── Extracted text
"Sober alkies are often asked, ‘When did you hit rock bottom?’ But a more informed question might be, ‘How many times did you hit rock bottom?"
"Look, the point is, I already know how to eat better; we all do. Honestly, is there anybody out there that doesn't know how they should eat? It's pretty simple; you eat more vegetables and fewer snacks that are covered with orange dust. Ah, sweet, delicious orange dust. I like to rub it on my gums like fluorescent cocaine. Oooh, I need another Cheeto bump!"
Sometimes God brings people into my life that I feel I have nothing in common with. Some I interact with in my daily life, some are far away images who the Lord uses as examples and distant heroes. One such person is comedian Craig Ferguson.
Ferguson is a naturalized American citizen originally from Cumbernauld (a small town on the outskirts of Glasgow, Scotland). He came to America in the 90's and worked his way into show business. He is now well known for his comedy, acting, and hosting the Late Late Show.
────
_Problem 1_
Repeat the part of the Craig Ferguson text starting at "Sometimes God brings" and ending at "comedian Craig Ferguson.".
_Problem 2_
Translate this sentence from the Craig Ferguson text into Spanish: "He came to America in the 90's and worked his way into show business."
_Problem 3_
Turn the paragraph of the Craig Ferguson text that begins "Ferguson is a naturalized American citizen" into a short bulleted list of its main facts.
── Provided material
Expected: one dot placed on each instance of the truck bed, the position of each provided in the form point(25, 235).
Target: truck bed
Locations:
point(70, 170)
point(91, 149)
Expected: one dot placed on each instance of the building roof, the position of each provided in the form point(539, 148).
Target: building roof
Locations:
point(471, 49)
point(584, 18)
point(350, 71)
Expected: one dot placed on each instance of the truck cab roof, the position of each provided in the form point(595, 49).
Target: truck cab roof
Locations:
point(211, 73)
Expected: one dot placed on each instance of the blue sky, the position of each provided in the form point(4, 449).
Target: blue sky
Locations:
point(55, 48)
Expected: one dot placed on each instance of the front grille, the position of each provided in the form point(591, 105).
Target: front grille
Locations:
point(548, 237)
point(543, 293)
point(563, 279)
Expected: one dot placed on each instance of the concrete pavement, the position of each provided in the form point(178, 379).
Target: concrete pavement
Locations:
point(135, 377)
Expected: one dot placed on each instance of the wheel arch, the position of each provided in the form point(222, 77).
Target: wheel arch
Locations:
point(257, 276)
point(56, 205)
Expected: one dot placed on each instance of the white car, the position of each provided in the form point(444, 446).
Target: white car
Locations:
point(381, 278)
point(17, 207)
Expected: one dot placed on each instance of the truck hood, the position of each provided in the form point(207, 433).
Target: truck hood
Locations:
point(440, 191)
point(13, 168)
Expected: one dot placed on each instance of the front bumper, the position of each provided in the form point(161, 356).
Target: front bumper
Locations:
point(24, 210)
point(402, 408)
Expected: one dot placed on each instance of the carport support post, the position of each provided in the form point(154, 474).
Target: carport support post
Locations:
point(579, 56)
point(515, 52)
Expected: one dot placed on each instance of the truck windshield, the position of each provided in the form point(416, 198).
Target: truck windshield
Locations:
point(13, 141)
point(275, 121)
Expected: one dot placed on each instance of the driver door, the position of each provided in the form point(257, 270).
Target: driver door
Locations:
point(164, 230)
────
_Task response 1_
Sometimes God brings people into my life that I feel I have nothing in common with. Some I interact with in my daily life, some are far away images who the Lord uses as examples and distant heroes. One such person is comedian Craig Ferguson.

_Task response 2_
Llegó a Estados Unidos en los años 90 y se abrió camino en el mundo del espectáculo.

_Task response 3_
- Naturalized American citizen, originally from Cumbernauld, a small town on the outskirts of Glasgow, Scotland
- Came to America in the 90's and worked his way into show business
- Now well known for comedy, acting, and hosting the Late Late Show